### WHAT THIS TASK INVOLVES
Output as a numbered list, leaving out blank lines, the items between the line containing "Target: parked car windshield" and the line containing "column 948, row 46", inclusive.

Items listed in a dataset:
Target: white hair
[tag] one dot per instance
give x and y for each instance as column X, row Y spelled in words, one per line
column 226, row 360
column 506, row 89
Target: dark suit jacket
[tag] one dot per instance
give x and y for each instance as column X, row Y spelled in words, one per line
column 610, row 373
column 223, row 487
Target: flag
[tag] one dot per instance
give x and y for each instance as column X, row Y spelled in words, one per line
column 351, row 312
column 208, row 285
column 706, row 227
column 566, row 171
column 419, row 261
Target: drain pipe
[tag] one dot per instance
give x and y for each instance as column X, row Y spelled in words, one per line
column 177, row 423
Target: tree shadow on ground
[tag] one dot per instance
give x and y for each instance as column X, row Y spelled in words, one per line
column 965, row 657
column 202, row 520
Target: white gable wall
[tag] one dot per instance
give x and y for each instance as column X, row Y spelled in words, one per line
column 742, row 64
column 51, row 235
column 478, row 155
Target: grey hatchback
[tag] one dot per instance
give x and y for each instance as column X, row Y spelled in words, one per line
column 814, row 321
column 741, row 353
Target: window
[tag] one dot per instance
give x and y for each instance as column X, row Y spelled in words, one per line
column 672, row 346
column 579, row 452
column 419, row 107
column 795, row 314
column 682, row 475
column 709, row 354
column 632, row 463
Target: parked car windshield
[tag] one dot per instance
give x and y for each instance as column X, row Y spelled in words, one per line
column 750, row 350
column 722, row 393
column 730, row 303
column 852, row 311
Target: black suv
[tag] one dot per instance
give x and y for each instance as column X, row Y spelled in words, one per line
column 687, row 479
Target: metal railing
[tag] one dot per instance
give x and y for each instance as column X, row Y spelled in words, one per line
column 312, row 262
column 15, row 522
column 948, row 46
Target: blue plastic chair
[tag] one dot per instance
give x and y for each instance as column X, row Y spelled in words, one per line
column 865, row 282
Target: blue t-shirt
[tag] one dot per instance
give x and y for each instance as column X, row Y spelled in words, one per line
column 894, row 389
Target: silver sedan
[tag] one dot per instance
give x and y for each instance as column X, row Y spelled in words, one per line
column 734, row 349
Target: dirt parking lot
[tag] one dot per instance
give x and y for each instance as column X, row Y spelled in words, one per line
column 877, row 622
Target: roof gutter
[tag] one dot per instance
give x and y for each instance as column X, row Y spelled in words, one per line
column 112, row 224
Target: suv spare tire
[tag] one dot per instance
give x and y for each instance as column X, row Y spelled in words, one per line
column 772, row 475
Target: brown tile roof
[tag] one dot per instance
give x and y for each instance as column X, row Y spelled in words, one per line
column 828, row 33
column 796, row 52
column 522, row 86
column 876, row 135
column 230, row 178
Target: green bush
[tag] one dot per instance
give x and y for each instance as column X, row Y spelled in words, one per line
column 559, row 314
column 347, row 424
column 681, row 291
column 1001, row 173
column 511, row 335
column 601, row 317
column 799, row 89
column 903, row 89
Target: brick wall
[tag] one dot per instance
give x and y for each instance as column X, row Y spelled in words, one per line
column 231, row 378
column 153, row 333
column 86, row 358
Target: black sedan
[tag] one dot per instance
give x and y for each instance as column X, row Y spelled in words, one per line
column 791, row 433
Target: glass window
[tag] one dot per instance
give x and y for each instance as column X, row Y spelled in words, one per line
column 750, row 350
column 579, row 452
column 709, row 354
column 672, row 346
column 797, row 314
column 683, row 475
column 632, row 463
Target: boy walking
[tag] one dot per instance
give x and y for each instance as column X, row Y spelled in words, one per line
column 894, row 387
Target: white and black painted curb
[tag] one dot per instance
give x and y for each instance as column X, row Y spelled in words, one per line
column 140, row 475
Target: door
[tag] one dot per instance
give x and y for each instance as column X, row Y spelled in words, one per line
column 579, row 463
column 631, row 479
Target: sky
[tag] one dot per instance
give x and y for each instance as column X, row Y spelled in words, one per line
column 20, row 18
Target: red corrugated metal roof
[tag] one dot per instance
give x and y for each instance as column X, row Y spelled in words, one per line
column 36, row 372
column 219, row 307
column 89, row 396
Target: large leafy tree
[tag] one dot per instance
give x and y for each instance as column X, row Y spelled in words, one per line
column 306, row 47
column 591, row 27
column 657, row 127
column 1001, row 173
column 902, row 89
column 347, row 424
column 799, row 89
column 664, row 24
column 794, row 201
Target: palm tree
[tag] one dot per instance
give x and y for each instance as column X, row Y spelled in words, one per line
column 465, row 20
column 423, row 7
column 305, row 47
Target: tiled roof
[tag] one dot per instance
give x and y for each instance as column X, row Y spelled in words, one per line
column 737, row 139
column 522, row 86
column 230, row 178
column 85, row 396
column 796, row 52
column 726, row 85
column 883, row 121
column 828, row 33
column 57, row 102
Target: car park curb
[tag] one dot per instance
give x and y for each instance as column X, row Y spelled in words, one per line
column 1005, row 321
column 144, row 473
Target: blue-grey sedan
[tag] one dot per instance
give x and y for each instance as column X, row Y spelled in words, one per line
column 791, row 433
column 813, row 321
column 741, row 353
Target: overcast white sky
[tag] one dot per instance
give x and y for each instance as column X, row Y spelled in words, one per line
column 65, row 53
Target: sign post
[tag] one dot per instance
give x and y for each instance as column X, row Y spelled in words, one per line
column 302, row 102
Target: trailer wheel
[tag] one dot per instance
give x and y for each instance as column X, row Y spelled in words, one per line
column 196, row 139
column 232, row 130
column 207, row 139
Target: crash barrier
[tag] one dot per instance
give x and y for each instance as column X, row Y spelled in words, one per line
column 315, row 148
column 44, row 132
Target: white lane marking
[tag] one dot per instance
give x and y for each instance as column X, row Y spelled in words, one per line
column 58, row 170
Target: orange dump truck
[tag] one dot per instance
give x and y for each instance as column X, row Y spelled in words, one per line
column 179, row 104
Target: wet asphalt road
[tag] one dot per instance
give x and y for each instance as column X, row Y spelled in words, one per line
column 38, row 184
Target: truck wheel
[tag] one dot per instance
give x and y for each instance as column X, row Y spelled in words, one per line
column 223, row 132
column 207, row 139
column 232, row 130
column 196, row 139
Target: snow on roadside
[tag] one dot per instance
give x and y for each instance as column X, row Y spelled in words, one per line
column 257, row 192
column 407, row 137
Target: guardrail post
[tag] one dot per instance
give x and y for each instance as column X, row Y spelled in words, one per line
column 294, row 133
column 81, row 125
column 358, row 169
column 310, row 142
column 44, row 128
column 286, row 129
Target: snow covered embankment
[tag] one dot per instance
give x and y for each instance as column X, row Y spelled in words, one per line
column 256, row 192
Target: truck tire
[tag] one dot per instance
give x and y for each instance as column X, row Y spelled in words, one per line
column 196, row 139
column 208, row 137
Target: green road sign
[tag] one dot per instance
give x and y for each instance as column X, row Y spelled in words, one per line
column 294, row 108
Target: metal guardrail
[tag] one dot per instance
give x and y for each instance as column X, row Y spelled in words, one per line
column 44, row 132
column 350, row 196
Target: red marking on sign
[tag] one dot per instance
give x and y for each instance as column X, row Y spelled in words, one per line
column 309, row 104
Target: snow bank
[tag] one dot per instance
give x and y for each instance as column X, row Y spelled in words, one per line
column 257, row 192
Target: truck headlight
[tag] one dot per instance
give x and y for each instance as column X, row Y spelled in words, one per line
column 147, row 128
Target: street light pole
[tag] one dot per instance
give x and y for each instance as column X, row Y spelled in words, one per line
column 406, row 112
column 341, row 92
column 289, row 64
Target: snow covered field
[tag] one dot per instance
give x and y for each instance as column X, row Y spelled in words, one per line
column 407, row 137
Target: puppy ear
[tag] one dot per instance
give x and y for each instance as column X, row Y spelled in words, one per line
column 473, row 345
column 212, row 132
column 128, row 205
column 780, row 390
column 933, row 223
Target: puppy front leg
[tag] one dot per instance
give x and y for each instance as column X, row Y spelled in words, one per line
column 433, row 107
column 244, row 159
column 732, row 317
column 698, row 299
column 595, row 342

### TASK SOLUTION
1. Target: parked car windshield
2. [tag] one dot per instance
3. give x and y for each instance as column X, row Y spelled in words, one per line
4. column 750, row 350
5. column 722, row 393
6. column 730, row 303
7. column 852, row 311
8. Target: black suv
9. [tag] one dot per instance
10. give x and y for each instance as column X, row Y spelled in words, one per line
11. column 687, row 479
12. Target: metal railing
13. [tag] one dot per instance
14. give x and y for each instance as column X, row Y spelled in words, one per line
15. column 312, row 262
16. column 15, row 522
17. column 948, row 46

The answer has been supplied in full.